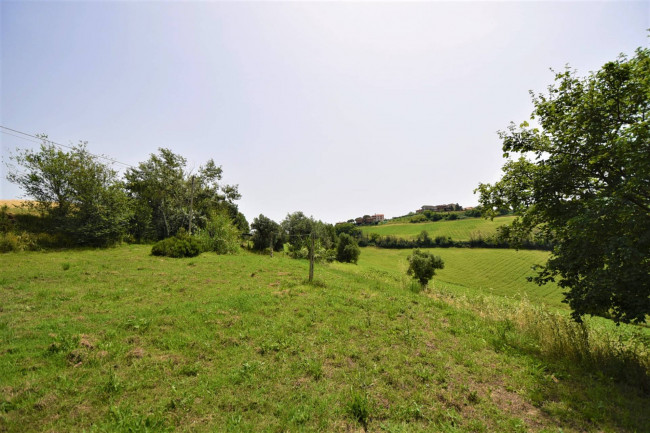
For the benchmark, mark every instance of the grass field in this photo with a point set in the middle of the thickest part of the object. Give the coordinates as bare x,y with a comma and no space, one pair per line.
119,341
490,271
458,230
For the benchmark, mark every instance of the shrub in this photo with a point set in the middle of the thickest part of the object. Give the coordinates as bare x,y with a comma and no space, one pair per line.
9,242
423,265
181,245
347,250
220,235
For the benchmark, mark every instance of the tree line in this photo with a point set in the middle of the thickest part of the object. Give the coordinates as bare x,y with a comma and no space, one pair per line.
81,201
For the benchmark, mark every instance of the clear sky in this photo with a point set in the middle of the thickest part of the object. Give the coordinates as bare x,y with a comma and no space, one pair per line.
337,109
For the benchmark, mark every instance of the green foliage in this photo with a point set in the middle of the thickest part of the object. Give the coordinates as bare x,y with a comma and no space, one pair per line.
166,333
266,234
219,235
181,245
347,249
423,265
583,181
168,197
79,196
349,229
297,230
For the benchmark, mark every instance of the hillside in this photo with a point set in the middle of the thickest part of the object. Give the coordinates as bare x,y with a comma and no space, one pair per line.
458,230
489,271
118,340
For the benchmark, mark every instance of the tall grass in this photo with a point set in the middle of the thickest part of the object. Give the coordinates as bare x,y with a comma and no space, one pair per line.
620,353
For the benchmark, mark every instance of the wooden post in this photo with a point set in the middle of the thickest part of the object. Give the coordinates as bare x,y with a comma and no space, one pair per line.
191,205
311,259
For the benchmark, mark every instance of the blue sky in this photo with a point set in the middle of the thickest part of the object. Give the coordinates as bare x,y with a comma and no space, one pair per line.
337,109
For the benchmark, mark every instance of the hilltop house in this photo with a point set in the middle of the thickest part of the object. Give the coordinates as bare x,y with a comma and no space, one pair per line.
441,208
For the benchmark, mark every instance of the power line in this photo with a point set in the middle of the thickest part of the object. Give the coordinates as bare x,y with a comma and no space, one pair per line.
23,136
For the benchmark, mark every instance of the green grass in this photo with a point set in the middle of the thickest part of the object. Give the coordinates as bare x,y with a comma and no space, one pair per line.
117,340
489,271
458,230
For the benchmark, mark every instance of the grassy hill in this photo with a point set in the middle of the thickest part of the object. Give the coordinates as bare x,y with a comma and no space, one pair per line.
490,271
458,230
118,340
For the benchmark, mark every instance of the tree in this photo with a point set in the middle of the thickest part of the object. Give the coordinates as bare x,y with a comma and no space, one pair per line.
79,196
297,229
423,265
266,234
169,197
582,180
347,250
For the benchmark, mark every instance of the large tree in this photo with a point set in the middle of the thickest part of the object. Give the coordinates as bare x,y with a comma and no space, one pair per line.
581,176
266,234
78,195
168,196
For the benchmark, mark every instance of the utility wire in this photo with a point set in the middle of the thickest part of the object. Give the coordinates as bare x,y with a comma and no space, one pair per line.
23,136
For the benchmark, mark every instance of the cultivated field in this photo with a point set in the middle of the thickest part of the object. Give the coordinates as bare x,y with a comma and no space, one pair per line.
118,340
458,230
488,271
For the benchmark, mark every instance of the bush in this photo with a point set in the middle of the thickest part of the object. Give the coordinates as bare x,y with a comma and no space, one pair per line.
9,242
181,245
423,265
347,250
220,235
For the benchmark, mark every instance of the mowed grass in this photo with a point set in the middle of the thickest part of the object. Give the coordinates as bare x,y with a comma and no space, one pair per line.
458,230
489,271
117,340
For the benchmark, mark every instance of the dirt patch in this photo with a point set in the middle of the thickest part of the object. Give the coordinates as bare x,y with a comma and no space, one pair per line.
514,404
86,342
45,402
281,293
136,353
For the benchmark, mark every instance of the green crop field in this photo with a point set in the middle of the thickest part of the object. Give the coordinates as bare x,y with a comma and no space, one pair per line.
458,230
119,341
492,271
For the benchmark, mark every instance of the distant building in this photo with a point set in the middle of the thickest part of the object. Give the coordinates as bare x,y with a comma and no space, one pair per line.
368,219
440,208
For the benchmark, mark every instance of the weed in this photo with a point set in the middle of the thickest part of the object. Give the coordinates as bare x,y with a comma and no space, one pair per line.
359,408
314,368
113,384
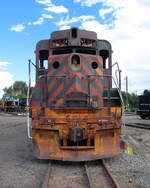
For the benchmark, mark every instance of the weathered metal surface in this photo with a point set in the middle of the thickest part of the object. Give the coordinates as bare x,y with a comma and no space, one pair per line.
69,119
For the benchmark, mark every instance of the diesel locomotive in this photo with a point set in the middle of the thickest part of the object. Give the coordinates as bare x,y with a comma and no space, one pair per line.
144,105
75,111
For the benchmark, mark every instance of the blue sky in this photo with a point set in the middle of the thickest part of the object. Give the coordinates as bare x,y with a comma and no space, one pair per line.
126,24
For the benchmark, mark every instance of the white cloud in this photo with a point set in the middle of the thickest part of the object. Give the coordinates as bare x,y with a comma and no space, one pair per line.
64,27
39,21
50,7
56,9
45,2
102,12
3,65
88,3
18,28
130,40
48,16
67,20
6,78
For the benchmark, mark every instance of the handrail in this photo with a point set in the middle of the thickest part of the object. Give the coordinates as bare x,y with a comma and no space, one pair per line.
29,126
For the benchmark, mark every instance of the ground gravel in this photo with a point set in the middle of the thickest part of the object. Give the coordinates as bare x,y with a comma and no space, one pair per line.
133,170
18,169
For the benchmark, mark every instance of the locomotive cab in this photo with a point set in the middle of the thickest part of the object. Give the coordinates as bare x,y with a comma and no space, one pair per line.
76,114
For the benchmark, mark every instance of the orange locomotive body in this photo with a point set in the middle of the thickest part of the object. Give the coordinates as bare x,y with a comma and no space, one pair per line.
76,114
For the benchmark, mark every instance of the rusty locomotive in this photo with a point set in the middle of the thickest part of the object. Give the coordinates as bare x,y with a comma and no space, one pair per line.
76,114
144,105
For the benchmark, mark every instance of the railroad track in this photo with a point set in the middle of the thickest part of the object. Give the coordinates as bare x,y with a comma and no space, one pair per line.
78,175
139,126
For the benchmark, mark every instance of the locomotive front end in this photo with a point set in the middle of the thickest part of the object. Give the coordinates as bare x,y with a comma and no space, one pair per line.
74,114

▬▬▬▬▬▬

**Exercise:** Can you copy all of the records above word for word, leaving out the pictures?

**Answer below:**
For the benchmark, mark every instance of the grass field in this photo with a point set in the middle of the thickest part of the object. Give the coordinates as bare x,y with a comma and no space, one pair per line.
119,341
490,271
458,230
For the benchmark, mark every instance of the shrub in this photo with a point set in the middle of the thickest part of the object. Give the coordinates as bare x,y with a comma and no space, one pair per line.
9,242
423,265
181,245
347,250
220,235
For the benchmark, mark every instance of the tree line in this photo with a point set in the middle of the thickest part of the object. Give the coordinates as bare x,y with a comma and no space, one pair per line.
81,201
For the benchmark, mark every instance of the clear sky in this photo with a point set in the middle of the thickest part of the object. Give the coordinates as bare x,y with a comma and no space, one pair per line.
337,109
For the benchmark, mark every instance of the green foliage in this photo with a point set in the middle of the thickest part of the object. Give the coordinates as bare x,y with a comma and no space, one pair per line.
166,333
266,234
219,235
181,245
347,249
423,265
583,181
168,197
79,196
349,229
297,230
For the benchmark, mark every instance of the hillside in this photo with a point set in the middle of the thickest part of the object. Give the coordinates as bare x,y with a comma and no space, one pair per line.
458,230
489,271
118,340
For the benchmark, mark every instance of the tall grass in this photo with a point set in the middle of the thickest part of the object. Give the coordinates as bare x,y with a comma and no space, one pair per line.
620,353
For the benchmark, mark every instance of the wooden post in this photo with a point set in the middle of the thickest part of the object. Give the coordinates as bare x,y with a comma and no space, one pair per line.
191,205
311,259
For the benchmark, mark every instance of the blue sky in this photo with a point set in the middle of the thickest part of the object. Give the coordinates as bare x,y with a comma and no space, one pair per line.
337,109
For the benchmark, mark every instance of the hilltop house in this photo with a point set in the middle of the thickest part of the object. Give the coordinates as bare x,y with a comma and no space, one pair per line.
441,208
For the benchmark, mark every instance of the power line in this photo with a point set in the middle of the thickest part of the object. Give the coordinates as bare x,y with a comma and no space, one pair per line.
23,136
For the benchmark, mark every instance of the green grass in this photo with a point set in the middle of the thickest part of the object. Give the coordinates as bare x,y with a comma and no space, one pair per line.
117,340
489,271
458,230
For the benchmark, mark every instance of the grassy hill in this photo with a point set in the middle of the thickest part of the object. Give the coordinates as bare x,y with a comma and no space, one pair per line.
490,271
458,230
118,340
For the benchmark, mark every instance of the tree in this photo with a point set in the middle of the thickest part of the object. Give the coordinates as bare x,y with a comma and no space, one pair per line.
79,196
297,229
423,265
266,234
169,197
582,180
347,250
For the benchmark, mark every instance of the large tree in this photo with a point set in the middle of the thickest part of the object. Give the coordinates as bare x,y with a comma and no space, one pair per line.
581,176
266,234
78,195
168,196
For the benchmark, mark every instance of the utility wire in this photo with a point set in the middle of the thickest part of the object. Give the coordinates as bare x,y with a comma and no space, one pair per line.
23,136
For the benchmark, mark every instance of the cultivated field in this photo with a point set in the middle of the thickest part of the object. Give the coordinates as bare x,y with a comma and no space, one pair per line.
118,340
458,230
488,271
For the benchmark, mark every instance of the bush in this photo with a point set in the middle of the thickest part of the object. Give the coordinates as bare x,y with a comma and no space, one pair per line.
9,242
181,245
423,265
347,250
220,235
For the benchmark, mark every instance of the mowed grass in this photo with a point set in the middle of the thickest part of the object. Give the coordinates as bare x,y with a comma and no space, one pair per line.
458,230
489,271
117,340
For the benchmark, mark every instance of the dirt patch in this photo with a point set in the middle of the thickest part of the object. Give the coordinates as bare x,y with a comma and no space, one pair per line.
514,404
86,342
45,402
281,293
136,353
For the benchmark, mark every instance of the green crop field in this photo with a point set in the middle of the thickest part of the object. Give the coordinates as bare x,y with a comma and no space, one pair per line.
458,230
119,341
492,271
For the benchmark, mark every instance of the distant building in this photo with a point set in the middle of the thickest part of the object. Give the coordinates as bare x,y with a comma and no space, one pair per line.
368,219
440,208
For the benchmark, mark every instance of the weed in this photo with a point set in the middle of the thickest part of the object. Give the coordinates as bare x,y with a comma and no space, one pair per line.
359,408
314,368
113,384
For the benchmark, mark every instance of the weathered metal surface in this photo with a point set in the middle of the thickest part of the object. Give the coordinates as bare x,y with a comma and no space, one pair per line.
69,119
For the benchmark, mark every instance of the diesel locomotive in this photo with a point set in the middle of the thickest part of the object. Give the coordinates as bare x,y with a comma and no space, one pair per line.
144,105
75,111
For the benchmark, mark every instance of the blue sky in this photo with a point set in the middle of the thickest part of the object. Give the coordinates as bare x,y with a comma and no space, one pair per line.
126,24
For the benchmark, mark every instance of the white cloud in this photo with a point set in the middle of the thickest part of the object. Give the coordinates as bare x,y with a comma and no space, one pair per line.
64,27
39,21
50,7
56,9
45,2
102,12
3,65
88,3
18,28
130,40
48,16
67,20
6,78
For the benchmark, mark every instance of the handrail in this photo with a point set in the middle of the thickest part of the object. Give the coordinates as bare x,y with a comma and no space, one pair per line.
29,126
For the benchmark, mark every instance of the ground gravel in this photo with a point set in the middle of the thickest part of the object. Give the coordinates as bare x,y with a comma and no space, one pair per line.
133,170
18,169
For the benchmark, mark every instance of the locomotive cab in this photo with a point set in the middle of the thickest part of the object. Give the coordinates as bare x,y with a comma and no space, one pair per line.
76,114
For the benchmark, mark every instance of the orange locomotive body in this photo with a point set in the middle of the thickest part of the object. Give the coordinates as bare x,y with a comma and no space, one pair per line.
76,114
For the benchmark, mark every instance of the rusty locomotive in this photo with a point set in the middle of the thickest part of the object. Give the coordinates as bare x,y with a comma and no space, one pair per line.
76,114
144,105
For the benchmark, mark every instance of the railroad track in this photo with a point set in the middle of the thickest part of the object. Give the coordinates as bare x,y with a comma and no space, one pair per line.
78,175
139,126
For the benchmark, mark every instance of the locomotive front end in this photo with a point set in the middle of the thickest part of the object. Give the coordinates as bare x,y with a comma and no space, one pair per line.
74,114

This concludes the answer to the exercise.